DO THIS: Rewrite the data below, replacing every occurrence of "desk" with "table" and keeping everything else unchanged.
-------- DATA SECTION --------
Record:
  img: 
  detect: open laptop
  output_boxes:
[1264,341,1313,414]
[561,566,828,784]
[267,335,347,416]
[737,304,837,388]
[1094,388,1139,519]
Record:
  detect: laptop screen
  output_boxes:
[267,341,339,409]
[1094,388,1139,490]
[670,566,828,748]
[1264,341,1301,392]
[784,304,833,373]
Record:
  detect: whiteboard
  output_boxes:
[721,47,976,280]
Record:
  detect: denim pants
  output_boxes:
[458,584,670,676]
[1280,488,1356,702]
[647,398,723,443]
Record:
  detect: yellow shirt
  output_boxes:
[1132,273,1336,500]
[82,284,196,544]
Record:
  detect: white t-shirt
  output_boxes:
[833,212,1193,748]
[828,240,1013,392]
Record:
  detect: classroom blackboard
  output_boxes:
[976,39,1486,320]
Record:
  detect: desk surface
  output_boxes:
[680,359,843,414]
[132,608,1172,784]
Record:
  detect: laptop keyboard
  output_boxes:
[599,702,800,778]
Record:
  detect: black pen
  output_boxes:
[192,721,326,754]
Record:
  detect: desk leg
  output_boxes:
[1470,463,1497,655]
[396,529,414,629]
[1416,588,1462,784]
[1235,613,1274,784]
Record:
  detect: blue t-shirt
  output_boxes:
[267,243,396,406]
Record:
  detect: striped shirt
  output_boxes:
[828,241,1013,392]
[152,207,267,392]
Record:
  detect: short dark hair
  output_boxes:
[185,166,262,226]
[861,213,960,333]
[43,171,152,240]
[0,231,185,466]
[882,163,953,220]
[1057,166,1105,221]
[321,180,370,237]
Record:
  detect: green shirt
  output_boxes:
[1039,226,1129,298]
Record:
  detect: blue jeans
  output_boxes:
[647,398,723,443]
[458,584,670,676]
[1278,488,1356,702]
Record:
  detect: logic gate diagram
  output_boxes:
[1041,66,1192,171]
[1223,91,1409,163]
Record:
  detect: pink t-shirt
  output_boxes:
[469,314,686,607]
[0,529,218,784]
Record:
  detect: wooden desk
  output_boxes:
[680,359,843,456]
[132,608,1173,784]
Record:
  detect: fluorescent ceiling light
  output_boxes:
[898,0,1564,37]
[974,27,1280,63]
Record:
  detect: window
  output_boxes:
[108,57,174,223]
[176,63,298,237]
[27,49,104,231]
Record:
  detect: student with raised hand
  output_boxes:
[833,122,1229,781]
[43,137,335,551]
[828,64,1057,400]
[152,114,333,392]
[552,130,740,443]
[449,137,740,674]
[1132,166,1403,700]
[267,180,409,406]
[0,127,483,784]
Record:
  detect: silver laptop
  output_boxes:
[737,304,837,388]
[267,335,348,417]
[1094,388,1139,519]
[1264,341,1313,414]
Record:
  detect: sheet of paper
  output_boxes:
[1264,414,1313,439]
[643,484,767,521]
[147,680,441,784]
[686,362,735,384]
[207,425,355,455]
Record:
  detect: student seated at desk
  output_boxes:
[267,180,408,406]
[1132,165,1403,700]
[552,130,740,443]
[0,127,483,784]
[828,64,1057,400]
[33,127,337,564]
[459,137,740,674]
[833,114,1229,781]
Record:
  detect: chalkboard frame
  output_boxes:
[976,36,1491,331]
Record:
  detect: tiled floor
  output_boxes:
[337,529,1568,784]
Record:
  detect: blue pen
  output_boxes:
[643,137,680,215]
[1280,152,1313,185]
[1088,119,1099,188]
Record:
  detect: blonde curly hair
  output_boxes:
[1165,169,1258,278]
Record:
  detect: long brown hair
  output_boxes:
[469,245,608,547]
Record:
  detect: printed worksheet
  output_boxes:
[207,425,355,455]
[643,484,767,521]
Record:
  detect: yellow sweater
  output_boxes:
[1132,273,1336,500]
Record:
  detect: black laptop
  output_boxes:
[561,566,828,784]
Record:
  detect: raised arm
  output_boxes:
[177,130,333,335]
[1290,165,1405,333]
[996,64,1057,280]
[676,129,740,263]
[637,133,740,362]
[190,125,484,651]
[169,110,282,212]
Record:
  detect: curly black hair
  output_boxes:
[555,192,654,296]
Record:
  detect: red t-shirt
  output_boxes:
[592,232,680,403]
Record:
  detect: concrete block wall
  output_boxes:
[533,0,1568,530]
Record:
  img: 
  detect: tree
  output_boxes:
--------
TASK RESPONSE:
Record:
  img: 
  detect: open laptop
  output_boxes:
[1264,341,1313,414]
[561,566,828,784]
[267,335,347,416]
[737,304,837,388]
[1094,388,1139,519]
Record:
  detect: laptop screen
  output_boxes:
[267,341,339,409]
[1094,388,1139,490]
[670,566,828,748]
[1264,341,1301,392]
[784,304,833,373]
Record:
  detect: whiteboard
  output_boxes:
[721,47,976,280]
Record:
  detect: denim pants
  output_boxes:
[458,584,670,676]
[1280,488,1356,702]
[647,398,723,443]
Record:
  detect: yellow shirt
  output_boxes:
[1132,273,1336,500]
[82,284,196,544]
Record:
  detect: white t-shirt
  output_boxes:
[833,212,1193,748]
[828,240,1013,392]
Record:
  detect: classroom blackboard
  output_boxes:
[976,39,1486,320]
Record:
  detect: table surface
  output_boxes:
[680,359,843,414]
[132,608,1172,784]
Record:
  detect: laptop keyboard
  output_boxes:
[599,702,800,778]
Record:
  detect: black pen
  output_boxes:
[192,721,326,754]
Record:
  detect: table leg
  output_boxes:
[1470,463,1497,655]
[396,529,414,629]
[1416,588,1462,784]
[1235,613,1274,784]
Record:
  detect: blue t-shirt
  output_boxes:
[267,243,396,406]
Record:
  detect: striped shirt
  output_boxes:
[828,241,1013,392]
[152,207,267,392]
Record:
  detect: short dark hair
  output_boxes:
[185,166,262,226]
[861,213,960,333]
[43,171,152,240]
[0,231,185,466]
[882,163,953,220]
[1057,166,1105,221]
[321,180,370,237]
Record:
  detect: green shirt
  output_boxes:
[1039,226,1129,298]
Record:
  detect: blue jeans
  output_boxes:
[647,398,723,443]
[458,584,670,676]
[1278,488,1356,702]
Record:
  detect: logic gate diagram
  output_boxes:
[1041,66,1192,171]
[1223,91,1409,163]
Record:
  detect: pink t-shirt
  output_boxes:
[469,314,686,607]
[0,529,218,784]
Record:
  detect: wooden table
  output_boxes:
[680,359,843,456]
[132,608,1173,784]
Record:
  detect: fluorescent ceiling light
  output_boxes:
[898,0,1564,37]
[974,27,1280,63]
Record:
  detect: window
  output_boxes:
[108,57,174,223]
[176,63,298,237]
[27,49,104,231]
Record:
  detect: student with raised hand
  output_boxes:
[833,122,1229,781]
[43,137,335,551]
[828,64,1057,400]
[152,114,333,392]
[552,130,740,443]
[449,137,740,674]
[1132,166,1403,700]
[267,180,409,406]
[0,127,483,784]
Record:
  detect: silver laptop
  output_boxes:
[737,304,837,388]
[267,335,348,417]
[1094,388,1139,519]
[1264,341,1313,414]
Record:
  detect: sheet of paper
  output_boxes:
[1264,414,1313,439]
[643,484,767,521]
[147,680,441,784]
[686,362,735,384]
[207,425,355,455]
Record:
  detect: student seated at table
  output_boxes:
[267,180,408,406]
[1132,165,1403,700]
[552,130,740,443]
[0,127,483,784]
[828,64,1057,400]
[33,127,337,564]
[459,137,740,674]
[833,114,1229,781]
Record:
  detect: chalkboard frame
  output_boxes:
[976,36,1491,331]
Record:
  detect: tiled floor
  output_boxes:
[337,529,1568,784]
Record:
  detect: blue pen
  output_boxes:
[643,137,680,215]
[1280,152,1313,185]
[1088,119,1099,188]
Record:
  detect: blonde curly hair
  output_boxes:
[1165,169,1258,278]
Record:
  detect: long brown hair
  output_boxes:
[469,245,608,547]
Record:
  detect: printed worksheet
  output_boxes:
[207,425,355,455]
[643,484,767,521]
Record:
  detect: yellow sweater
  output_boxes:
[1132,273,1336,500]
Record:
  detect: black laptop
  output_boxes:
[561,566,828,784]
Record:
  detect: raised arm
  output_boxes:
[177,130,333,335]
[1290,165,1405,333]
[996,64,1057,280]
[676,129,740,263]
[637,133,740,362]
[190,125,484,651]
[169,110,282,212]
Record:
  detect: curly black hair
  output_boxes:
[555,192,654,296]
Record:
  detect: red t-shirt
  output_boxes:
[592,232,680,403]
Record:
  detect: concrete block wall
  output_boxes:
[533,0,1568,530]
Record:
  img: 
  detect: tree
  output_boxes:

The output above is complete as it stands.